Exercise brief: Write out every item below word for word, from the first through the last, without changing any character.

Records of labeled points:
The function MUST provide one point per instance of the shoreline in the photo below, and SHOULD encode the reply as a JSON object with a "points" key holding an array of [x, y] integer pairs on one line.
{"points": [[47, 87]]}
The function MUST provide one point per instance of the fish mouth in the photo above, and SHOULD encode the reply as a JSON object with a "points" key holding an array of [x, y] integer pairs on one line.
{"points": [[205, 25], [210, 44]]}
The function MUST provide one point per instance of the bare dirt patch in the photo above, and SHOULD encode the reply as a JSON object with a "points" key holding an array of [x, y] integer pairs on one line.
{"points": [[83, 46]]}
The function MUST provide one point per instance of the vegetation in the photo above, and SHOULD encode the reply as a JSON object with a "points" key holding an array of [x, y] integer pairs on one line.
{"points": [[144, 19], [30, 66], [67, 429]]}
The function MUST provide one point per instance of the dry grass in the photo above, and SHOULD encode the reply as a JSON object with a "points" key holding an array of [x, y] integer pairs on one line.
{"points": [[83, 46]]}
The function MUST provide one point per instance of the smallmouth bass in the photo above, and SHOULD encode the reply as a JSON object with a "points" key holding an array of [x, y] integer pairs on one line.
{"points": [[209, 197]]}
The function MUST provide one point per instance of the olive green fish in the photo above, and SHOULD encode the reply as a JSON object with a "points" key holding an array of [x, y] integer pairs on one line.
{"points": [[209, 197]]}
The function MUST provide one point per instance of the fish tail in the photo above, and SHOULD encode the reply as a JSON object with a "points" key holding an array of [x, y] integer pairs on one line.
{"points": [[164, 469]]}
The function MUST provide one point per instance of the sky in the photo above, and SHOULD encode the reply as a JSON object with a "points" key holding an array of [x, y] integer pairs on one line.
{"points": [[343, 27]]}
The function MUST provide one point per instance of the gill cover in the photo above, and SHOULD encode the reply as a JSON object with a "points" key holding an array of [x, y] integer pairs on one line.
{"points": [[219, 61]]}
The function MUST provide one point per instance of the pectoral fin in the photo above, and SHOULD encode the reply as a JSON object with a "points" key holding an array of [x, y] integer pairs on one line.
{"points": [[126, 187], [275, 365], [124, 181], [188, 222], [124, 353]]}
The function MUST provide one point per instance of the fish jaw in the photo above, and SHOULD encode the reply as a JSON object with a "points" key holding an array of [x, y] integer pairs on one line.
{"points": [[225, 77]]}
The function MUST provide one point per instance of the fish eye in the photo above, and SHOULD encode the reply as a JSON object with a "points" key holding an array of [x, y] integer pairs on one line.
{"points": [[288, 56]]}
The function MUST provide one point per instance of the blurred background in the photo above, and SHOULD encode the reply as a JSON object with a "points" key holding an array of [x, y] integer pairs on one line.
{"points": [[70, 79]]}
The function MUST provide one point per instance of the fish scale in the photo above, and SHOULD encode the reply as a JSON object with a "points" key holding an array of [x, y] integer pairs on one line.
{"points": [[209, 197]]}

Response to the exercise:
The function MUST provide one point per instance of the shoreline in the photo below, and SHOULD encode the reply as a JSON object with a "points" key holding an array of [x, y] integer pairs on one line.
{"points": [[47, 87]]}
The function MUST provide one point per instance of the fish mouth in the photo above, and SHOULD encode the reply as a JSON object with a "points" key holding an array of [x, y] integer pairs on one line.
{"points": [[205, 25], [210, 44]]}
The function MUST provide one point per instance of the bare dirt patch in the photo above, and SHOULD encode the reply as a JSON object with a "points" key holding an array of [x, y] integer pairs on one line.
{"points": [[83, 46]]}
The function MUST provide one point per instance of the vegetation in the photo above, and SHOULD encode the reply as a JSON object with a "points" key holding an array of [x, y] integer pairs on one line.
{"points": [[144, 19], [30, 66], [67, 429]]}
The function MUST provide one point per instance of the dry grass in the photo above, and SHOULD encode the reply as a JSON object with a "points" key holding an array of [x, y] integer pairs on one line.
{"points": [[83, 46]]}
The function MUST provide one point per instance of the smallmouth bass in the photo above, and SHOULD encode the reply as a JSON object with a "points" key holding an array of [x, y] integer pairs on one line.
{"points": [[209, 197]]}
The function MUST provide one point per instance of the olive green fish in the photo above, and SHOULD encode the reply as a JSON object with a "points" key holding an array of [x, y] integer pairs on one line.
{"points": [[209, 197]]}
The function MUST provide one point per instance of the fish tail in the photo above, and SHOULD encode the reply as a JSON object with a "points" key holding an array of [x, y] integer pairs on one line.
{"points": [[164, 469]]}
The function MUST provide one point per instance of the sky in the photo above, and SHOULD encode the reply as a JSON object with a "points" key holding an array of [x, y] integer pairs on one line.
{"points": [[343, 27]]}
The function MUST provide one point per instance of the gill cover in the photo above, and SHOULD encode the reply as a JSON object with a "points" key holding an array of [x, y] integer pairs on one line.
{"points": [[219, 61]]}
The function MUST provide one point per instance of the pectoral fin in the photo above, and SHOULD encode the reply as a JSON object with a "points" key holding an array of [x, y] integer pairs on one line.
{"points": [[126, 187], [275, 365], [124, 181], [188, 222], [124, 353]]}
The function MUST provide one point per instance of the fish jaw in the photo above, and SHOULD encode the reply as a JSON object with a "points" key holding an array of [x, y] integer pairs on one line.
{"points": [[225, 77]]}
The function MUST provide one point per instance of the fish eye in the photo above, and SHOULD encode the reply as a JSON object with a "points" key holding an array of [x, y] integer pairs on one line.
{"points": [[288, 56]]}
The function MUST provide one point per instance of the blurred background in the photo above, and SHOULD encode the reply as a JSON object with a "points" key holding an array of [x, y] integer pairs on one line.
{"points": [[70, 79]]}
The function MUST provide one point per instance of the fish scale in the photo above, and SHOULD encode the reply as a JSON object with a "points" key holding an array of [x, y] integer pairs on one line.
{"points": [[209, 197]]}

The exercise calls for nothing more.